Exercise requirements:
Your reply should consist only of the lines from the one with "cheek in the photo above." through the end of the entries, transcribed exactly. Pictures stay out.

Dataset:
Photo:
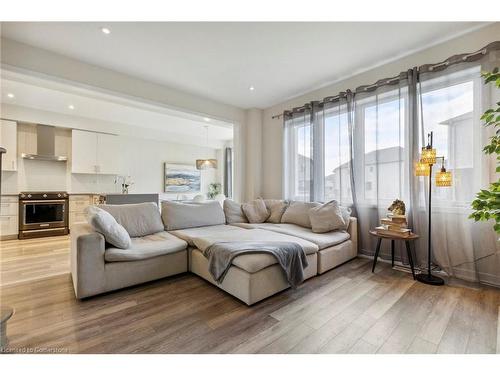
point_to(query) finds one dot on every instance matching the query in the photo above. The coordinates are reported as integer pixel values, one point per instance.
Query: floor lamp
(443, 179)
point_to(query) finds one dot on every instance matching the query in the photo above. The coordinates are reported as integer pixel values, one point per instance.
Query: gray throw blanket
(290, 256)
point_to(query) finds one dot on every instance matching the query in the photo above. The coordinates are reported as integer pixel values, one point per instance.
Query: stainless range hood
(45, 140)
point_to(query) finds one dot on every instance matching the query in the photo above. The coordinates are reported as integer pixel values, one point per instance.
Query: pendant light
(206, 163)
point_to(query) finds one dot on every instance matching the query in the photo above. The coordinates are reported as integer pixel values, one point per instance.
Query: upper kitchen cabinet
(8, 140)
(95, 153)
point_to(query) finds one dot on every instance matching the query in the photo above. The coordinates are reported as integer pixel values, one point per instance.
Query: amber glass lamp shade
(421, 169)
(443, 178)
(428, 155)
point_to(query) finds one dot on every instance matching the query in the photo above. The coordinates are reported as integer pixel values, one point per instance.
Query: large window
(380, 144)
(322, 159)
(451, 110)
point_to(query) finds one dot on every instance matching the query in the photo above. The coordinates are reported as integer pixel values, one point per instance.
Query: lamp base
(430, 279)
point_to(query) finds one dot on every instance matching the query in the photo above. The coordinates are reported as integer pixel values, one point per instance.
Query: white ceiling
(113, 114)
(222, 60)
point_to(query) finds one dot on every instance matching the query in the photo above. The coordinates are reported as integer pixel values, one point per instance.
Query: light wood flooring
(346, 310)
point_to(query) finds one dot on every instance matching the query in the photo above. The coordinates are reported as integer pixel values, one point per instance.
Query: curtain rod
(456, 59)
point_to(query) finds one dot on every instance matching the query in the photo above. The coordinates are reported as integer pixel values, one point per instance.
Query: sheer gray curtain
(360, 148)
(382, 168)
(228, 172)
(298, 154)
(451, 100)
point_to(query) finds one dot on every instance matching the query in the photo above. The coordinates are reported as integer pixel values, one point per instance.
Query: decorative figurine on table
(397, 207)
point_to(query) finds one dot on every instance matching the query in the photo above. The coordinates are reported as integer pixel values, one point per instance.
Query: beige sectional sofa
(97, 267)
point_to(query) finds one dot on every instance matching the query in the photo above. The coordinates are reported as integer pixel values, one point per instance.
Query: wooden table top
(411, 237)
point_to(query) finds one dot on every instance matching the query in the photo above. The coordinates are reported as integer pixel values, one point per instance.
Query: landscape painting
(181, 178)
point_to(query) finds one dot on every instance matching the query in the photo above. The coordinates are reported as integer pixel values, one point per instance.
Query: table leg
(392, 252)
(377, 250)
(410, 258)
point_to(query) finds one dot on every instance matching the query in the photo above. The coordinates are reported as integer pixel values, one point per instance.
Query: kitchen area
(69, 147)
(51, 174)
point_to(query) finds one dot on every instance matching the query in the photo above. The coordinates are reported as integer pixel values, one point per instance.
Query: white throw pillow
(104, 223)
(234, 213)
(191, 215)
(276, 207)
(255, 211)
(298, 213)
(326, 217)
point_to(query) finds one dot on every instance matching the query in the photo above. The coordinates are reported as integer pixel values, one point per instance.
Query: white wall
(143, 160)
(253, 152)
(39, 62)
(272, 132)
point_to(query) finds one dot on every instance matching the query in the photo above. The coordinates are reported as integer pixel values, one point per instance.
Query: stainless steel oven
(43, 214)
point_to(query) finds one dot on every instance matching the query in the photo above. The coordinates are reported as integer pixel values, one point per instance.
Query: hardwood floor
(346, 310)
(33, 259)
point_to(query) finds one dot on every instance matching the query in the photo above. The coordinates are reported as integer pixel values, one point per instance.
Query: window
(380, 142)
(451, 110)
(337, 155)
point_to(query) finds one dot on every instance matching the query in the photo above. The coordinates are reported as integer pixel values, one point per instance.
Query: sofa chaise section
(335, 248)
(96, 269)
(252, 277)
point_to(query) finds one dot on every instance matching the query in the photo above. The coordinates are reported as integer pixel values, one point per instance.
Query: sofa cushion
(255, 211)
(189, 234)
(233, 212)
(150, 246)
(104, 223)
(322, 240)
(276, 208)
(253, 262)
(298, 213)
(326, 217)
(239, 234)
(191, 215)
(139, 219)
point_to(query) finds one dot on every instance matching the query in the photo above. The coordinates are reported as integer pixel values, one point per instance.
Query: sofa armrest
(87, 260)
(352, 229)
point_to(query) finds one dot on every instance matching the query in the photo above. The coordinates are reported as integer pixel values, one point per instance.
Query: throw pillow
(255, 211)
(233, 212)
(298, 213)
(138, 219)
(276, 207)
(104, 223)
(191, 215)
(326, 217)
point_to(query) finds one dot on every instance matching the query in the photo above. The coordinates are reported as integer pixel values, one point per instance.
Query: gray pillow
(298, 213)
(104, 223)
(276, 207)
(191, 215)
(255, 211)
(139, 219)
(346, 215)
(326, 217)
(233, 212)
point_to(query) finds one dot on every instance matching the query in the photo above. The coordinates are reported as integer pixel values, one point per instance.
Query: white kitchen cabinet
(77, 206)
(108, 154)
(95, 153)
(8, 140)
(9, 216)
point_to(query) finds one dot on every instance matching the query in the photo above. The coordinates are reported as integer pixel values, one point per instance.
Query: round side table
(407, 240)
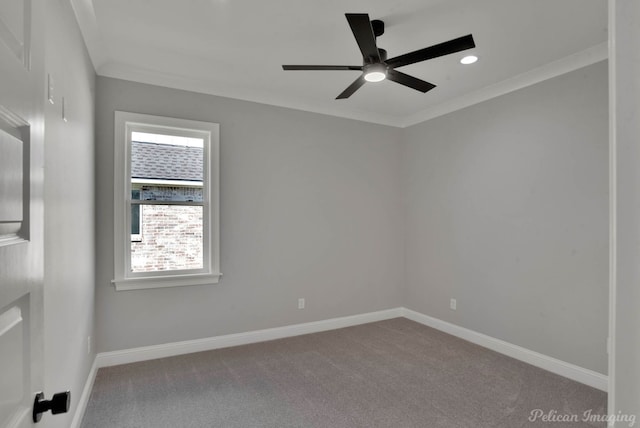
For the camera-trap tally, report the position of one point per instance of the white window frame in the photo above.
(124, 278)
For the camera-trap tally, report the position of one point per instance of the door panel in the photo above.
(22, 97)
(15, 396)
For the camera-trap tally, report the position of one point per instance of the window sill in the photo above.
(166, 281)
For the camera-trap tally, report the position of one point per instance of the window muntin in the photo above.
(166, 202)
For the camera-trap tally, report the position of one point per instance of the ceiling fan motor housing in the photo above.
(378, 27)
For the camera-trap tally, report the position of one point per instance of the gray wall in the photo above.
(310, 207)
(69, 209)
(502, 206)
(624, 30)
(507, 211)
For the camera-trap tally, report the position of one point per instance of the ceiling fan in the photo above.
(375, 65)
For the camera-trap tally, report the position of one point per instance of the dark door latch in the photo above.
(59, 403)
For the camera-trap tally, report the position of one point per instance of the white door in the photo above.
(22, 94)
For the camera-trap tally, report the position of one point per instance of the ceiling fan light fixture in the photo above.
(375, 73)
(469, 59)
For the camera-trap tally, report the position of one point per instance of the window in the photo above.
(166, 202)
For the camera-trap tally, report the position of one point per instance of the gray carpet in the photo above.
(394, 373)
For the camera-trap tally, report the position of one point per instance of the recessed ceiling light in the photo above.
(469, 59)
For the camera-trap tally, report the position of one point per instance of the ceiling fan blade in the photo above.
(322, 67)
(363, 32)
(352, 88)
(441, 49)
(410, 81)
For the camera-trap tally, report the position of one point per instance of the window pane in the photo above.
(135, 213)
(179, 160)
(173, 239)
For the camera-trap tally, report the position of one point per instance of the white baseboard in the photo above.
(570, 371)
(84, 397)
(106, 359)
(144, 353)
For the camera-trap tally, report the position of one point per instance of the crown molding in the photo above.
(153, 77)
(570, 63)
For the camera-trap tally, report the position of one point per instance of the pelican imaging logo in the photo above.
(589, 415)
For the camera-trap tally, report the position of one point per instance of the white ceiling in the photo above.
(235, 48)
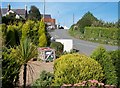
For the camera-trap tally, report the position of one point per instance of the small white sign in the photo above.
(68, 44)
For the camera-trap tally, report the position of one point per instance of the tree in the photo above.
(100, 54)
(12, 38)
(42, 35)
(34, 13)
(10, 68)
(43, 40)
(24, 53)
(58, 48)
(75, 68)
(86, 20)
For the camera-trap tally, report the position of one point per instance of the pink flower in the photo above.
(102, 84)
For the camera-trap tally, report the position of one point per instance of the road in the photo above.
(84, 47)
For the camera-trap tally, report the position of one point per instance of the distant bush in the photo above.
(45, 80)
(100, 54)
(75, 68)
(58, 47)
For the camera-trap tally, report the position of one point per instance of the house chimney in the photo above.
(9, 7)
(26, 12)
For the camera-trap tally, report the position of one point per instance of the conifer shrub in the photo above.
(101, 55)
(75, 68)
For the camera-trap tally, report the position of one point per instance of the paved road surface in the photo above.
(85, 47)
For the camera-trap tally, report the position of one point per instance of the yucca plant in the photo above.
(25, 51)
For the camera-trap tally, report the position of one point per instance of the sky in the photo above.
(63, 11)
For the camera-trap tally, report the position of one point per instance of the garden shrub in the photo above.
(115, 56)
(44, 81)
(75, 68)
(58, 47)
(100, 54)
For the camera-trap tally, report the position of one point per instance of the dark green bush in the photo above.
(75, 68)
(44, 81)
(100, 54)
(115, 56)
(58, 47)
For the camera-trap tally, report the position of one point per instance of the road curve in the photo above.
(83, 46)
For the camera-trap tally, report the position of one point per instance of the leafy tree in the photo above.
(34, 13)
(43, 40)
(42, 35)
(75, 68)
(58, 48)
(10, 68)
(24, 53)
(27, 29)
(86, 20)
(101, 55)
(45, 80)
(12, 38)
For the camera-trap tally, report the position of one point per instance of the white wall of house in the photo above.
(68, 44)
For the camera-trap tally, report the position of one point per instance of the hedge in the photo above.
(75, 68)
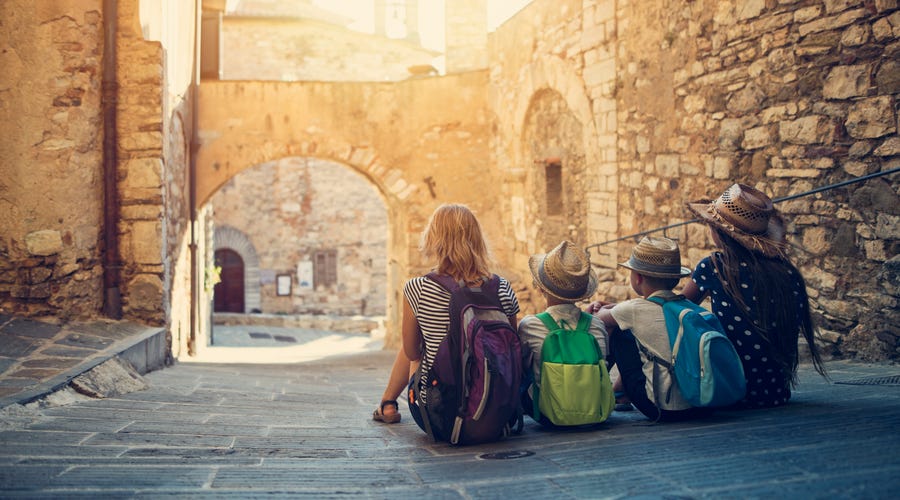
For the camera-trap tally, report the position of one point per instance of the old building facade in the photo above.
(589, 119)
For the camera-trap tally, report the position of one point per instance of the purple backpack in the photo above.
(472, 388)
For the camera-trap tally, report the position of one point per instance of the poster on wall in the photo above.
(283, 285)
(305, 275)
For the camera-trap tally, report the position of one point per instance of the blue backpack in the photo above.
(706, 366)
(472, 387)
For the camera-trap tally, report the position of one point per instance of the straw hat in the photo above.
(658, 257)
(564, 273)
(748, 216)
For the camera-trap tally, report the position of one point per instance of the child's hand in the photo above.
(595, 306)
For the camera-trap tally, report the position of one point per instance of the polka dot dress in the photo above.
(767, 385)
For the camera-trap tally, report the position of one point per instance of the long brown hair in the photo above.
(772, 282)
(453, 239)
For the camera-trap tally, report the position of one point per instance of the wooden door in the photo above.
(228, 295)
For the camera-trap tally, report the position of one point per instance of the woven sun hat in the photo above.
(658, 257)
(564, 273)
(747, 215)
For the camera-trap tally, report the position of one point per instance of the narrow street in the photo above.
(305, 429)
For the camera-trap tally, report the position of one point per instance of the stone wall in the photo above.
(420, 143)
(307, 50)
(51, 159)
(52, 246)
(786, 96)
(293, 208)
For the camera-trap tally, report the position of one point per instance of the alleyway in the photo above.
(247, 431)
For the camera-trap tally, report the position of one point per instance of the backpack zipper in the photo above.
(484, 396)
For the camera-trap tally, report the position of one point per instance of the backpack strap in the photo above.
(548, 321)
(584, 322)
(445, 281)
(423, 412)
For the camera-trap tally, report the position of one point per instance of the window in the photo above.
(553, 179)
(325, 267)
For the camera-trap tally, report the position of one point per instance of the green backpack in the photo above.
(575, 386)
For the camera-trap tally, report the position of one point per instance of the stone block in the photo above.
(146, 238)
(871, 118)
(143, 173)
(875, 250)
(44, 242)
(890, 147)
(756, 138)
(109, 379)
(667, 166)
(807, 130)
(816, 240)
(793, 172)
(844, 82)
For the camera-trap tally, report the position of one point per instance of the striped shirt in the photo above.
(430, 303)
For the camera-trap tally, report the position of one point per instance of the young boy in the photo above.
(637, 326)
(564, 277)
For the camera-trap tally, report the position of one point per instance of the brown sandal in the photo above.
(379, 415)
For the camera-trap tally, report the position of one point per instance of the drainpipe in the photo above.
(112, 303)
(192, 181)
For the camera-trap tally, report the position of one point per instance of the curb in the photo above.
(145, 351)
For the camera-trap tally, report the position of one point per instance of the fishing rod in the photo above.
(777, 200)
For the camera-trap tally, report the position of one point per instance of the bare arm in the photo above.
(412, 336)
(692, 292)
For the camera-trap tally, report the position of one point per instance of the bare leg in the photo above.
(400, 374)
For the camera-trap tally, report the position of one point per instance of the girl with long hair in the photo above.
(756, 291)
(455, 245)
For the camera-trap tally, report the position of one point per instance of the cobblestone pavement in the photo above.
(37, 357)
(305, 430)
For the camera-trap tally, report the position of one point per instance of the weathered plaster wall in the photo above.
(50, 158)
(292, 208)
(159, 71)
(306, 50)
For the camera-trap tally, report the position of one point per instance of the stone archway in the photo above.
(552, 79)
(231, 238)
(419, 142)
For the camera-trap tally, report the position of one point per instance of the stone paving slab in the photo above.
(38, 358)
(221, 431)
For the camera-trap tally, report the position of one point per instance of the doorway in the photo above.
(228, 294)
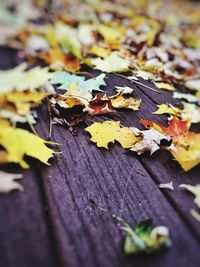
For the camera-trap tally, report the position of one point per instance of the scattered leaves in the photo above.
(8, 183)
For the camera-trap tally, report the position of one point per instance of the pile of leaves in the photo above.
(139, 40)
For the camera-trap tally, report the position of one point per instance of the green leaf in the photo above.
(146, 238)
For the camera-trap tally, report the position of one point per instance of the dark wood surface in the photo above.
(53, 222)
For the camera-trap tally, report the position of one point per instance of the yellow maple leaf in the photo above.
(119, 101)
(112, 34)
(168, 109)
(23, 101)
(99, 51)
(8, 183)
(19, 142)
(187, 151)
(113, 63)
(164, 86)
(109, 132)
(22, 80)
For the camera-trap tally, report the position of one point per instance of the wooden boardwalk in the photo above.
(53, 222)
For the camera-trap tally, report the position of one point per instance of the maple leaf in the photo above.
(188, 97)
(85, 87)
(67, 110)
(151, 141)
(119, 101)
(195, 190)
(23, 101)
(125, 90)
(168, 109)
(99, 51)
(8, 183)
(113, 63)
(111, 34)
(164, 86)
(167, 186)
(109, 132)
(19, 142)
(190, 111)
(57, 60)
(186, 143)
(22, 80)
(193, 84)
(99, 105)
(145, 238)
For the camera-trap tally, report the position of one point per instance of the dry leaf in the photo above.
(164, 86)
(150, 140)
(109, 132)
(167, 186)
(19, 142)
(22, 80)
(186, 143)
(113, 63)
(195, 190)
(8, 183)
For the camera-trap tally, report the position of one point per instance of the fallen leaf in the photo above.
(188, 97)
(113, 63)
(119, 101)
(186, 143)
(22, 80)
(151, 140)
(66, 79)
(168, 109)
(193, 85)
(19, 142)
(109, 132)
(195, 190)
(191, 112)
(125, 90)
(146, 238)
(8, 183)
(167, 186)
(195, 214)
(164, 86)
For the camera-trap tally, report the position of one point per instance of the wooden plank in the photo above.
(161, 165)
(85, 236)
(25, 239)
(24, 227)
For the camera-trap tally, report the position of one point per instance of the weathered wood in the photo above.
(161, 166)
(122, 182)
(86, 237)
(24, 235)
(24, 227)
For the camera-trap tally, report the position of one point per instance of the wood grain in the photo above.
(85, 236)
(25, 239)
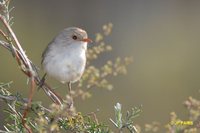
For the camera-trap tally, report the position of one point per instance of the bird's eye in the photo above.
(74, 37)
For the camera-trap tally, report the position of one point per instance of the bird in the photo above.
(65, 56)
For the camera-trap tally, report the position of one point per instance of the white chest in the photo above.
(66, 64)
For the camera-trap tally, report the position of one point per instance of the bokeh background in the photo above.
(161, 36)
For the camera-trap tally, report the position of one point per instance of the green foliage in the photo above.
(59, 118)
(127, 123)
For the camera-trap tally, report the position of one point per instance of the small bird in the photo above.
(65, 56)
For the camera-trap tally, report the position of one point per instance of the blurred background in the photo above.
(161, 36)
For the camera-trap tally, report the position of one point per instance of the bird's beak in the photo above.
(87, 40)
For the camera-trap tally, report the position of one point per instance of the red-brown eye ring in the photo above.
(74, 37)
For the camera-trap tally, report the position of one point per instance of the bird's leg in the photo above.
(70, 94)
(41, 83)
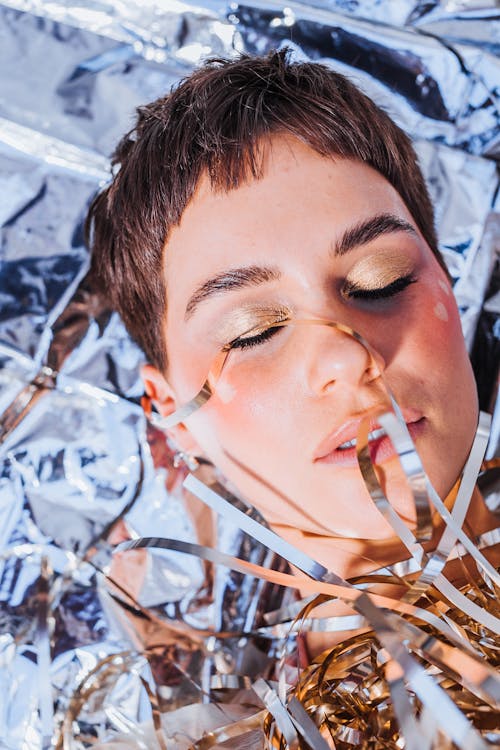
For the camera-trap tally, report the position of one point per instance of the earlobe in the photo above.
(158, 390)
(161, 394)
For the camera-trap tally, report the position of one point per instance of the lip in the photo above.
(381, 449)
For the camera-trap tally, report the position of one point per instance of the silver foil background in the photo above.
(79, 472)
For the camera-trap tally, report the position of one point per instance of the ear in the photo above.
(163, 397)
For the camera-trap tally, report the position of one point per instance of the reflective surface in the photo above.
(79, 472)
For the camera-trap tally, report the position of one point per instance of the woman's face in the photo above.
(325, 238)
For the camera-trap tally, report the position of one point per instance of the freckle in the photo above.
(440, 311)
(445, 287)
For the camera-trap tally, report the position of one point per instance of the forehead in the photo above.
(301, 201)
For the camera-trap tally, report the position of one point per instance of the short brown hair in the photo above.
(213, 122)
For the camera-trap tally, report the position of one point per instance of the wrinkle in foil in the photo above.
(77, 474)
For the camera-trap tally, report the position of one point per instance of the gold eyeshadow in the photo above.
(244, 319)
(378, 271)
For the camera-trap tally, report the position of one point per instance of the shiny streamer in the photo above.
(89, 67)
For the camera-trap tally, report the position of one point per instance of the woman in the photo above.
(269, 242)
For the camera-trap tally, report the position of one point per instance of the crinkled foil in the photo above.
(126, 651)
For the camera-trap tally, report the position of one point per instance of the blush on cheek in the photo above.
(445, 286)
(441, 312)
(225, 392)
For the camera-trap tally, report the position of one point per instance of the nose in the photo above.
(340, 358)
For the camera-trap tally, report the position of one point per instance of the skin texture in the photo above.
(290, 220)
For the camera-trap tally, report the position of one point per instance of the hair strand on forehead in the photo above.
(214, 122)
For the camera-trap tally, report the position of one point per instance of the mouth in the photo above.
(340, 447)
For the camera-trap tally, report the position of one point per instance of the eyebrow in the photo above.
(248, 276)
(369, 230)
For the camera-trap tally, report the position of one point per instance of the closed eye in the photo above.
(390, 290)
(247, 341)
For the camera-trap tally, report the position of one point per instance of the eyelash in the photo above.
(385, 292)
(395, 287)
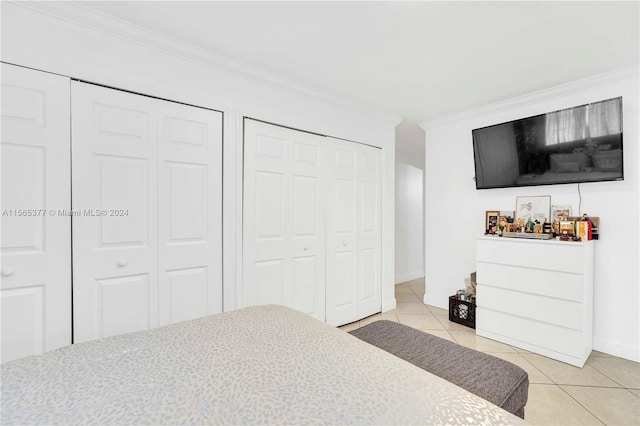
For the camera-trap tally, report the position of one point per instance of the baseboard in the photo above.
(616, 349)
(408, 277)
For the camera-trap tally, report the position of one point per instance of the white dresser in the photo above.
(537, 295)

Finished task:
For the camera-trap tally, report the position of one point per instance of the blush on cheek in the photo above.
(445, 286)
(441, 312)
(225, 392)
For the camera-trap tally, report the position of one point per instance of the nose in the photo above.
(340, 358)
For the camera-trap tally, report the position of one point per instance of the skin texture in the photo above.
(290, 220)
For the camera-trap tally, report the position of one point per instance of the hair strand on forehead in the photo above.
(214, 122)
For the camera-trap tally, report the position of one point per instance of the mouth in the photo above.
(340, 447)
For the camera-trap tally, report the position of one point per instance of the eyebrow in the photo above.
(248, 276)
(369, 230)
For the camera-trap tally, report the position of one point per instance of the closed eye in the photo above.
(390, 290)
(247, 341)
For the camera-trap tally, report the position of one point per instance of the eyelash in the photo above.
(385, 292)
(395, 287)
For the camera-trap tally, report the position of one point per instance of the baseboard in the photo above.
(616, 349)
(408, 277)
For the camera-trap tally, report the position of one point per instance of the white dresser in the photo above.
(537, 295)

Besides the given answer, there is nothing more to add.